== Texto proporcionado

Manolita del Arco, que falleció en 2006,
había nacido en Bilbao en el año 20, aunque fue educada en Madrid por unos tíos
de ideas liberales y republicanas. El estallido de la guerra civil radicalizó
sus ideas políticas, haciéndola ingresar en las Juventudes Socialistas
Unificadas (JSU), en las que permaneció tras el final de la contienda
realizando diversos trabajos clandestinos. En 1942, con 22 años, fue detenida
en La Coruña, acusada de apoyo a la guerrilla, y trasladada a Madrid para ser
juzgada. La noche anterior al juicio, todos los acusados, hombres y mujeres,
fueron recluidos juntos en una misma celda…
Javi Larrauri . Retrato de Manolita del Arco,
perteneciente a la
serie “Mujeres republicanas”
“El año 42 me detuvieron en San Sebastián y no salí
de la cárcel hasta el 60. Todavía no conocía a Ángel, aunque creo que le
había visto una vez, en un viaje que hice a Madrid desde San Sebastián, cuando
estaba allí clandestina, pero sólo fue un contacto; él me dio algo, yo le di
algo y eso es todo lo que le había visto hasta que caí. No sabía ni como se
llamaba.

====
== Entradas

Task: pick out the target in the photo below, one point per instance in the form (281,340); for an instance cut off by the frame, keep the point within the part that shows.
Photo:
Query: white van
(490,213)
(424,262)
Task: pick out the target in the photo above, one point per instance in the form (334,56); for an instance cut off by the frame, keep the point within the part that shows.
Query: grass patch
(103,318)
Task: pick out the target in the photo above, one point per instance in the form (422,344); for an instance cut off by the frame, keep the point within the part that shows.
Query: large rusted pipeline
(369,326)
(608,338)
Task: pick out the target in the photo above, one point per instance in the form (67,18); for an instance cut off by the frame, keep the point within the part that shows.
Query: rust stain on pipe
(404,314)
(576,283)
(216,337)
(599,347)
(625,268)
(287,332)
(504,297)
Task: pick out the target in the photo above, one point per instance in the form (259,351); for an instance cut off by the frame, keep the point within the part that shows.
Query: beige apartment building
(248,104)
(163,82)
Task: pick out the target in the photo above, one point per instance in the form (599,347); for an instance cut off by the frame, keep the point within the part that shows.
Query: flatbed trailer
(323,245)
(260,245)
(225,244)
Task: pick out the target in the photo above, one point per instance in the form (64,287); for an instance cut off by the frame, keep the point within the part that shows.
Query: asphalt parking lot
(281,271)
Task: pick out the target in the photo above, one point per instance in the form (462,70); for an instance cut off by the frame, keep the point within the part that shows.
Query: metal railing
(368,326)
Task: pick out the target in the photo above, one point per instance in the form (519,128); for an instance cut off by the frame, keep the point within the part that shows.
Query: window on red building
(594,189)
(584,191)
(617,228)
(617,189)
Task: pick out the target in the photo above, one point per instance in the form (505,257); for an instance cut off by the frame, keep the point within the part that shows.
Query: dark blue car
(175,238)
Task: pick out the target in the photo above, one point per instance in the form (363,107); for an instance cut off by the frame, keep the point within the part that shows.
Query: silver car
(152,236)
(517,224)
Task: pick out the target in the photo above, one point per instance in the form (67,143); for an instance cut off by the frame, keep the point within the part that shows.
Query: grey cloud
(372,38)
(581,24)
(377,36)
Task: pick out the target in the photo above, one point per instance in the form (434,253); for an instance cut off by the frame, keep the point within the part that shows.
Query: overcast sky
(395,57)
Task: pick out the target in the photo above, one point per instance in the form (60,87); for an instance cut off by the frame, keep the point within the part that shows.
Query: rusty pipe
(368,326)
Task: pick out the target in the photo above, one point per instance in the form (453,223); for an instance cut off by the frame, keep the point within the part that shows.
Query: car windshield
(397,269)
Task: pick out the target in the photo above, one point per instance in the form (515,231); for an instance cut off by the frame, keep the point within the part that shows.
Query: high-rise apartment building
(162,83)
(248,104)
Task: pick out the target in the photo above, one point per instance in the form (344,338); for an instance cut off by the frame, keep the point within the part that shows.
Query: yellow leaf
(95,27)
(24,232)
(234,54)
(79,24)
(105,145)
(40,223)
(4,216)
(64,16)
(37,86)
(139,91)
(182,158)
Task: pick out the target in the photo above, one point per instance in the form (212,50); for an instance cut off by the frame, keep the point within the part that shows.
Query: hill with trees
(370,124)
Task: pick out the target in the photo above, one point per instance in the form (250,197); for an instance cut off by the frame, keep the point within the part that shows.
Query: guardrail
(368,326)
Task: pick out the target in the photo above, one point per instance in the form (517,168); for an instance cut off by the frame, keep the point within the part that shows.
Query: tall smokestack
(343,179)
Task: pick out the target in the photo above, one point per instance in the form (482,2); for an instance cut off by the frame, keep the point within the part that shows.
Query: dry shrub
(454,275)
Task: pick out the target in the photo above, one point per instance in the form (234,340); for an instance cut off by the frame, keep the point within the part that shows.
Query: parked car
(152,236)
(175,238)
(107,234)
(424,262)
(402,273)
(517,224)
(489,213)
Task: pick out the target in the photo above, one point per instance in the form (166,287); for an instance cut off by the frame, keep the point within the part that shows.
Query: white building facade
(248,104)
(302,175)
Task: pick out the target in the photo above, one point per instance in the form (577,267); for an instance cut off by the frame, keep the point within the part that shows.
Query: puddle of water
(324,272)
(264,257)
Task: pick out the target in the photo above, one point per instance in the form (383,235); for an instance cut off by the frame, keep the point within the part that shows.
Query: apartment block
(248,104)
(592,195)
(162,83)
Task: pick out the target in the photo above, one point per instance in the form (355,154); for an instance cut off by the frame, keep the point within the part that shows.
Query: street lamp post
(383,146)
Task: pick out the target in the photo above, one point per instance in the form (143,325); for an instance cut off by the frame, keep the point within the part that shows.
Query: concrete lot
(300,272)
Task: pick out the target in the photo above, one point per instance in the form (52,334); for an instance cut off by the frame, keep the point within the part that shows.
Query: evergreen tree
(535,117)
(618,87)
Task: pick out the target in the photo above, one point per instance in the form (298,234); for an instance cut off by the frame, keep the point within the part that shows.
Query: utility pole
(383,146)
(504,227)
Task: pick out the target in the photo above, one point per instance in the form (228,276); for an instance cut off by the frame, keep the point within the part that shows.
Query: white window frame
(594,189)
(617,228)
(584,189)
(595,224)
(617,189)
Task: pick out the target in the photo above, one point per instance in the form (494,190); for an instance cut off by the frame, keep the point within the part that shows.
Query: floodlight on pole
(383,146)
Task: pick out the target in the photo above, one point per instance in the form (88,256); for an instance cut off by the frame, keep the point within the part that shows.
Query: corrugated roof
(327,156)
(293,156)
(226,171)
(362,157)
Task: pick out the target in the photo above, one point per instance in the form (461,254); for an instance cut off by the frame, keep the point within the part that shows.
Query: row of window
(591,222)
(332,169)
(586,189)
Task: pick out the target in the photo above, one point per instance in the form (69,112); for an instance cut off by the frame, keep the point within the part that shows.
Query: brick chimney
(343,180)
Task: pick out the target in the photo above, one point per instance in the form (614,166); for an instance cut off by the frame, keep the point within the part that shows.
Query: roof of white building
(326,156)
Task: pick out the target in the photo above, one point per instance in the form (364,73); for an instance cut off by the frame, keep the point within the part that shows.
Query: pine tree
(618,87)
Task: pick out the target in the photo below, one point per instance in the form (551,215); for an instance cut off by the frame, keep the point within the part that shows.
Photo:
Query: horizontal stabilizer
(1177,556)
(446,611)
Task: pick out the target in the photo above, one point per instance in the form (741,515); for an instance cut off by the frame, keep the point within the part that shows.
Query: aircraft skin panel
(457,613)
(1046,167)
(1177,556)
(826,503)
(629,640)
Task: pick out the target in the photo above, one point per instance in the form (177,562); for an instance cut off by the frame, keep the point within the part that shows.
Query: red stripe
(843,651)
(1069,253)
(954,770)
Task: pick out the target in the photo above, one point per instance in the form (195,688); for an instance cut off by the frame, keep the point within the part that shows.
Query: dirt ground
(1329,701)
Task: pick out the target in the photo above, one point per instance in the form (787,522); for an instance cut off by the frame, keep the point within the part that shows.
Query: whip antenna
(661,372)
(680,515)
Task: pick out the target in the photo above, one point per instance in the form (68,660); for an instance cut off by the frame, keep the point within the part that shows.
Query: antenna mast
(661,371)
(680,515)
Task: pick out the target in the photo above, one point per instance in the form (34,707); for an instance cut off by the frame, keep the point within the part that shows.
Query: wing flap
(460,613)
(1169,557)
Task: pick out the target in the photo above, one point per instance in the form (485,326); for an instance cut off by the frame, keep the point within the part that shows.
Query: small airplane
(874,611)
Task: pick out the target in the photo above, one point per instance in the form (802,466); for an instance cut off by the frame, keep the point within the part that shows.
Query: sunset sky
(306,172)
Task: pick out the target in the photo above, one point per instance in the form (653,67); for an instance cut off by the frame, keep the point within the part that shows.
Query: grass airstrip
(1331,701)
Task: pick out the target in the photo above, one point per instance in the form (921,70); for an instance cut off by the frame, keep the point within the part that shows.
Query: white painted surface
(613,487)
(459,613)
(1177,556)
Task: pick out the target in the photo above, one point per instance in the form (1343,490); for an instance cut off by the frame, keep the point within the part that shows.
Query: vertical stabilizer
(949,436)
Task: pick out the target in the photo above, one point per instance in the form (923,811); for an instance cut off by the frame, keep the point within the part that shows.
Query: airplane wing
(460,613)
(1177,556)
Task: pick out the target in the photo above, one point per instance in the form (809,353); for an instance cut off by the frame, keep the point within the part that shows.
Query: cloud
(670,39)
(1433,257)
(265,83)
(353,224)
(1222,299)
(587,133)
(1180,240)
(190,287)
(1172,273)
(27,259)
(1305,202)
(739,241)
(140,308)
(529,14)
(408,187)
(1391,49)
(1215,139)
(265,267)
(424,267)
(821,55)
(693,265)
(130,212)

====

Requisitos del ejercicio:
1. ¿Coinciden estas afirmaciones con el texto sobre Manolita del Arco? Responde sí o no a cada una y cita textualmente las palabras que lo deciden.
(a) Manolita del Arco nació en Madrid.
(b) Ingresó en las Juventudes Socialistas Unificadas.
(c) La noche anterior al juicio, los hombres y las mujeres acusados estuvieron en celdas separadas.
2. Según el texto sobre Manolita del Arco:
(a) ¿Quiénes la educaron en Madrid?
(b) ¿De qué la acusaron al detenerla en 1942?
(c) ¿Hasta qué año estuvo en la cárcel, según su propio testimonio?
3. ¿Puedes escribir cómo sigue el texto sobre Manolita del Arco a partir de su última frase?

Resultados finales:
1.
(a) No: «había nacido en Bilbao en el año 20».
(b) Sí: «haciéndola ingresar en las Juventudes Socialistas Unificadas (JSU)».
(c) No: «todos los acusados, hombres y mujeres, fueron recluidos juntos en una misma celda».

2.
(a) Unos tíos de ideas liberales y republicanas.
(b) De apoyo a la guerrilla.
(c) Hasta el 60.

3.
Cuando me
detuvieron y llegué a Gobernación, se enteraron los camaradas que estaban en
Porlier. En Gobernación, encargada de la limpieza de los sótanos, había alguna
mujer que era falangista, pero que tenía un hermano en la cárcel. y un día me
preguntó que cómo me llamaba. Le pregunté que porque quería saberlo y me
contestó que por curiosidad. Se lo dije, porque como ya estaba detenida no
tenía importancia, y al cabo de unos cuantos días me echaron un papelito por
debajo de la puerta. Era un papel de fumar. El que lo escribía era Ángel, no
porque me conociera, que él tampoco se acordaba de que nos habíamos visto antes
en aquella cita clandestina, sino porque debía tener algún tipo de
responsabilidad en la cárcel y me decía que los camaradas de Porlier estaban
muy preocupados por mi situación. También me comunicaban algunas cosas que la
policía sabía de mí y estaban acumuladas en mi expediente, para que yo lo
supiera y buscara una explicación para la defensa. Así que yo subía a declarar
y me preguntaban cosas, algunas de las cuales sabía de que iban y otras no.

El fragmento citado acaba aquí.